### WRITTEN REQUEST
Under this task are some entries; return every one of them exactly.

### INPUT RECORDS
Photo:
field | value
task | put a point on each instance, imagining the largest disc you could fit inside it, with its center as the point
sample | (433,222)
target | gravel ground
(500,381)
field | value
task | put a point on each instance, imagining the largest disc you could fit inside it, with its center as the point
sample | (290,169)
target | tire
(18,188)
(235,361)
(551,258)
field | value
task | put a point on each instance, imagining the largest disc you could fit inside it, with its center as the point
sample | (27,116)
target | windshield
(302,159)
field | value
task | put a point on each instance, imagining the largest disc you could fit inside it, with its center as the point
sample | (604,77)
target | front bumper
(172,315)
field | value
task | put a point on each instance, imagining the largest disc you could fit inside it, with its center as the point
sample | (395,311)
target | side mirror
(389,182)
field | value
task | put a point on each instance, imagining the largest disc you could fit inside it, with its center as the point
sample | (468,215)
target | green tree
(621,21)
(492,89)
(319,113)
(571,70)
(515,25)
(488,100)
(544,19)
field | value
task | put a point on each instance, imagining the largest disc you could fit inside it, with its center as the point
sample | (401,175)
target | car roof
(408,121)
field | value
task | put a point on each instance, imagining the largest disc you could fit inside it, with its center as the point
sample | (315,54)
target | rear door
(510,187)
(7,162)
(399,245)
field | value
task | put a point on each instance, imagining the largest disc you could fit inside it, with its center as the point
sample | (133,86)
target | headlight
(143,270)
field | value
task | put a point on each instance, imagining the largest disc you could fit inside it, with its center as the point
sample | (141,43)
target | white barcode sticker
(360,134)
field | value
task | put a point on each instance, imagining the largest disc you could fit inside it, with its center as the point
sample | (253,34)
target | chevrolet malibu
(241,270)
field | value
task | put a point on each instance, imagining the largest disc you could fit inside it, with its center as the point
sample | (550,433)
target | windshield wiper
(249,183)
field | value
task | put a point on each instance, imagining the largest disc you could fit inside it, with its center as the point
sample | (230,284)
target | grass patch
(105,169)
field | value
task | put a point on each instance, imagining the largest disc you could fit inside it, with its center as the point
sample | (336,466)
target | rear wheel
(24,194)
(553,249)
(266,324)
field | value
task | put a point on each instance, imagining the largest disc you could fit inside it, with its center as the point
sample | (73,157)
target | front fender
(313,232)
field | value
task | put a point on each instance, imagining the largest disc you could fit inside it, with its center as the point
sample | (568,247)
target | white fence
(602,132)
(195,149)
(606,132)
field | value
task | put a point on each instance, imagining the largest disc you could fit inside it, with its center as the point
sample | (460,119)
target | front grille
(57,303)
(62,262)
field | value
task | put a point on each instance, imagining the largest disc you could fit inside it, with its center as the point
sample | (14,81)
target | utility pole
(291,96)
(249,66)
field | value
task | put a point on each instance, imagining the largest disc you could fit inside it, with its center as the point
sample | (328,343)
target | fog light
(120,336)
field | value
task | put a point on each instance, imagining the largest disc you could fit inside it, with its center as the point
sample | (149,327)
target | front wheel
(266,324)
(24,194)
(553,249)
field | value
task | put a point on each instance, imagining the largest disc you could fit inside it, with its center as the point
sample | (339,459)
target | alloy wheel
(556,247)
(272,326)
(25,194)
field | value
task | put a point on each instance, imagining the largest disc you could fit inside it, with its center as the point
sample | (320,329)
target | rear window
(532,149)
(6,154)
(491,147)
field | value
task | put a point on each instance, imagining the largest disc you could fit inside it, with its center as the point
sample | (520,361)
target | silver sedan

### ANSWER FOR THE TASK
Photo:
field | value
task | put a point on each instance, imagining the largest disc you could fit inside it, with its center as the point
sample | (433,222)
target | gravel ground
(500,381)
field | value
task | put a point on each instance, imagining the largest disc you could fit inside it, with its center as the point
sample | (290,169)
target | tire
(18,188)
(235,361)
(551,258)
field | value
task | put a point on each instance, imagining the largest disc you could fit inside it, with its center as the point
sample | (27,116)
target | windshield
(302,159)
field | value
task | put a point on each instance, imagining the largest disc you could fit inside it, with its center as the point
sample | (604,77)
target | front bumper
(172,315)
field | value
task | put a point on each instance, imagining the largest disc you could fit inside it, with its center as the point
sample | (395,311)
target | side mirror
(389,182)
field | value
task | put a point on each instance, imagining the largest disc you could fit inside it, with its center as the point
sample | (468,215)
target | green tree
(621,21)
(492,89)
(319,113)
(571,70)
(515,25)
(488,100)
(544,19)
field | value
task | put a point on each instance, imagining the largest disc you could fit inside it, with its center as the point
sample | (401,175)
target | car roof
(408,121)
field | value
task | put a point on each instance, imagining the largest disc you could fit inside it, with its center as the point
sample | (315,54)
target | rear door
(510,187)
(7,162)
(399,245)
field | value
task | put a point on each instance, imagining the largest disc you could fit inside it, with its center as the point
sample | (133,86)
target | headlight
(143,270)
field | value
task | put a point on each instance, imagining the largest disc you could fit inside it, with its center as the point
sample | (141,43)
target | white barcode sticker
(360,134)
field | value
task | put a point on each instance, imagining the largest disc you could fit inside it, with its center as the point
sample | (253,34)
target | chevrolet malibu
(241,270)
field | value
task | put a point on each instance, imagining the largest disc you could fit inside it, with its center as the point
sample | (550,433)
target | windshield wiper
(249,183)
field | value
task | put a point on each instance, imagining the largest disc you could fit inside it, with its center as the point
sample | (230,284)
target | grass patch
(105,169)
field | value
task | put a point on each instance, imagining the largest disc you could fit inside it, with its center as the point
sample | (336,466)
target | rear wheel
(24,194)
(553,249)
(266,324)
field | value
task | put a point on each instance, imagining the largest disc you could fit inside it, with its center as the point
sample | (73,157)
target | front fender
(313,232)
field | value
task | put a point on each instance, imagining the largest disc you could fit inside it, with its center as the point
sample | (568,247)
target | white fence
(602,132)
(195,149)
(606,132)
field | value
task | put a point on each instance, imagining the largest disc you could fit inside it, with its center as the point
sample | (460,119)
target | front grille
(57,303)
(62,262)
field | value
task | put a point on each instance, imagining the largest disc you could fit inside it, with its center as the point
sample | (14,81)
target | utility pole
(291,96)
(249,66)
field | value
task | put a point on each instance, imagining the largest disc you could fit inside it, with its center as the point
sample | (328,343)
target | fog light
(120,336)
field | value
task | put a point on each instance, imagining the largest disc you could fit inside it, with its center as the point
sample | (149,327)
target | front wheel
(266,324)
(24,194)
(553,249)
field | value
task | put a point on each instance, imagining the largest disc you could fit inside it, with its center as the point
sample | (339,459)
target | alloy wheel
(556,247)
(272,326)
(25,194)
field | value
task | put a point on each instance, imagining the largest disc you could fit inside it, with its center as the point
sample | (320,329)
target | rear window
(532,149)
(6,154)
(491,147)
field | value
task | put a point on each instance, imagining the largest disc you could fit inside it, with its center as the point
sample | (520,361)
target | silver sedan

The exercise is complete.